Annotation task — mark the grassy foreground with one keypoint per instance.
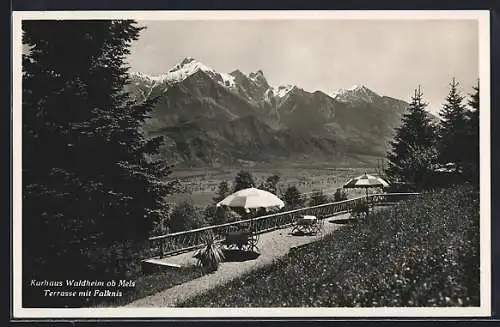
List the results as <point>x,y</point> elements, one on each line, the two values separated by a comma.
<point>422,252</point>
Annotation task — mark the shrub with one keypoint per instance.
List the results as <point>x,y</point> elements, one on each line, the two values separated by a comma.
<point>185,217</point>
<point>421,252</point>
<point>210,255</point>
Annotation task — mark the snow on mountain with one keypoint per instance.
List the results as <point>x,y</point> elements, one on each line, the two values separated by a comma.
<point>183,70</point>
<point>283,90</point>
<point>354,93</point>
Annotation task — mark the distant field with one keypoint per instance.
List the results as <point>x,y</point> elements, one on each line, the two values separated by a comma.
<point>200,185</point>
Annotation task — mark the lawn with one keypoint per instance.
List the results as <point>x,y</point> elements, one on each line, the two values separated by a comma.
<point>421,252</point>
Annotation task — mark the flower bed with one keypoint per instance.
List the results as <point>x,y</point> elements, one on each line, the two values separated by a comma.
<point>421,252</point>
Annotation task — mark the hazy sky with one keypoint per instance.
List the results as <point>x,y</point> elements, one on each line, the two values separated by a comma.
<point>390,57</point>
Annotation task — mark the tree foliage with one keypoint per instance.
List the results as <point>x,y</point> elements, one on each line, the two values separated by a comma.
<point>271,184</point>
<point>472,139</point>
<point>88,174</point>
<point>415,134</point>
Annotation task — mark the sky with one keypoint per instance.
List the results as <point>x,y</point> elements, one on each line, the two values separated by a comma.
<point>391,57</point>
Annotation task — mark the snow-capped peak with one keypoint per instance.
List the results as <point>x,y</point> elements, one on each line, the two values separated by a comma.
<point>354,93</point>
<point>187,67</point>
<point>283,90</point>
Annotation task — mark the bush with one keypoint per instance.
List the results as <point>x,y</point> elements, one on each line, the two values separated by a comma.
<point>422,252</point>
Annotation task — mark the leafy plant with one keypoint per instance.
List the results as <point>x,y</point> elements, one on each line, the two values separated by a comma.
<point>210,256</point>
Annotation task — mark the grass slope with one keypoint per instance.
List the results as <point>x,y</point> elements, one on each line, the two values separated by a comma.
<point>423,252</point>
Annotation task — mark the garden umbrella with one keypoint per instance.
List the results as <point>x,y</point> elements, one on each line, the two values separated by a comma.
<point>252,198</point>
<point>366,181</point>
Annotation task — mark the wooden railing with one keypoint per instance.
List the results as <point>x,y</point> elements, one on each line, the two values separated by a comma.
<point>174,243</point>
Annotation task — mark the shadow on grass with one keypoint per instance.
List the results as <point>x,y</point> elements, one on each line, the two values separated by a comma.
<point>239,255</point>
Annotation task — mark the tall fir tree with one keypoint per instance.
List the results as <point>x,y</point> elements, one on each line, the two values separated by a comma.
<point>293,199</point>
<point>453,128</point>
<point>415,135</point>
<point>89,179</point>
<point>472,144</point>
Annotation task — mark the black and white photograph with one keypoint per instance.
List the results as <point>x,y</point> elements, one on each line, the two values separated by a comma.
<point>251,164</point>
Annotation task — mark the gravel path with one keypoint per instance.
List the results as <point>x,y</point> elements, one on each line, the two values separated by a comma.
<point>272,245</point>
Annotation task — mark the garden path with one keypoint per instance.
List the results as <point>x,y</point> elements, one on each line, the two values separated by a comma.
<point>272,246</point>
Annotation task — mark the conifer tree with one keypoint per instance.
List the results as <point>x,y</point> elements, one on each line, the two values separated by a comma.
<point>88,175</point>
<point>415,136</point>
<point>453,128</point>
<point>472,145</point>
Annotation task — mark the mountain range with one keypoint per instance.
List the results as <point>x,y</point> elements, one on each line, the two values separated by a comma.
<point>210,118</point>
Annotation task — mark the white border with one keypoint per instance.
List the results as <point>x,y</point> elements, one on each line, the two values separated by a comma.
<point>484,72</point>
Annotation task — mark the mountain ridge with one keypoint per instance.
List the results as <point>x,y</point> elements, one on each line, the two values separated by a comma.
<point>212,118</point>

● Instructions for the task
Your answer must be an exact copy of the records, minus any pictures.

● Response to this task
Annotation task — mark the grassy foreground with one keypoint per instance.
List the results as <point>x,y</point> elements, one on each line, the two values separated by a comma.
<point>422,252</point>
Annotation task — mark the shrub with one keypoint per instance.
List the results as <point>x,y</point> elements, one on each line, the two values separated by a comma.
<point>185,217</point>
<point>421,252</point>
<point>210,255</point>
Annotation task — mark the snow on mountain with one keypoint per instance.
List the results as <point>x,y</point> elements, one on each line, the two values separated by a comma.
<point>183,70</point>
<point>283,90</point>
<point>354,93</point>
Annotation task — mark the distant field with one keypoint per instance.
List the results as <point>x,y</point> elements, one on each line, the two values separated by a comma.
<point>200,185</point>
Annotation task — mark the lawn with one keypoint per instance.
List the results as <point>x,y</point> elements, one on each line, the two values separated by a comma.
<point>421,252</point>
Annotation task — mark the flower bed with one keypoint per instance.
List the results as <point>x,y</point> elements, one on each line, the two values separated by a comma.
<point>421,252</point>
Annotation task — mark the hazy sky with one keypoint per instance.
List the results as <point>x,y</point> elements, one on each line, the two values separated by a comma.
<point>390,57</point>
Annotation task — mark the tree foliage with one keypoint per instance.
List the results as <point>x,y</point> elements, one on each line, the two values separated by a comma.
<point>271,184</point>
<point>472,139</point>
<point>88,174</point>
<point>415,134</point>
Annotation task — mark the sky with one keypoint per instance.
List the results as <point>x,y</point> elements, one on each line, the two values separated by a comma.
<point>391,57</point>
Annotation task — mark the snow-capped peak with one keypoint per instance.
List the results as <point>x,y</point> elements, one on each line, the two values separated by a comma.
<point>354,93</point>
<point>187,67</point>
<point>283,90</point>
Annotation task — mark the bush with one keypoint per instance.
List the results as <point>x,y</point> elements, one on each line, the two values separated by a comma.
<point>422,252</point>
Annotation task — mark the leafy plant with one keypoint per instance.
List the results as <point>x,y</point> elements, one on each line, the two values separated by a comma.
<point>210,256</point>
Annotation task — mark the grass slope with one keypoint per instance.
List the results as <point>x,y</point> elements, one on each line, the two values separated by a comma.
<point>423,252</point>
Annotation task — mark the garden umbrella with one keypoint per instance.
List the results as <point>x,y</point> elements, one on each line, the two values separated by a comma.
<point>252,198</point>
<point>366,181</point>
Annotation task — mark the wooden railing with one keypoint per instance.
List the results as <point>x,y</point> elements, one on each line, the two values separated by a comma.
<point>174,243</point>
Annotation task — mark the shadow on grass with one keypoint per instance.
List the results as <point>x,y</point> elements, one on each line, the two values separated by a comma.
<point>239,255</point>
Annotation task — mark the tall fir tree with one keypoint per instance.
List the results as <point>x,y</point> elements, one on each line, the two values separated by a comma.
<point>293,199</point>
<point>453,128</point>
<point>415,135</point>
<point>89,179</point>
<point>472,144</point>
Annotation task — mark the black and white photograph with one keypoint per instance.
List the results as <point>x,y</point> elements, one on each line, the two values separated by a comma.
<point>251,164</point>
Annotation task — mark the gravel path with one keypoint per instance.
List the results as <point>x,y</point> elements, one on each line, the two values separated by a comma.
<point>272,245</point>
Annotation task — mark the garden path with one keypoint per instance.
List the results as <point>x,y</point> elements, one on each line, the two values separated by a comma.
<point>272,246</point>
Annotation task — mark the conifer tree with one keypoint per instance.
List the results as <point>x,y</point> elements, one on each line, the two values separated by a comma.
<point>88,175</point>
<point>415,136</point>
<point>453,128</point>
<point>472,145</point>
Annotation task — mark the mountain range with one keypoint per instance.
List the results as <point>x,y</point> elements, one on each line, the two values separated by a comma.
<point>210,118</point>
Annotation task — mark the white border with one keypoint per instance.
List the results as <point>x,y</point> elements, one on each line, the two values separated by a comma.
<point>484,72</point>
Annotation task — mark the mountain ridge with one keypoint per instance.
List the results as <point>x,y</point> elements, one on each line, the two values separated by a comma.
<point>212,118</point>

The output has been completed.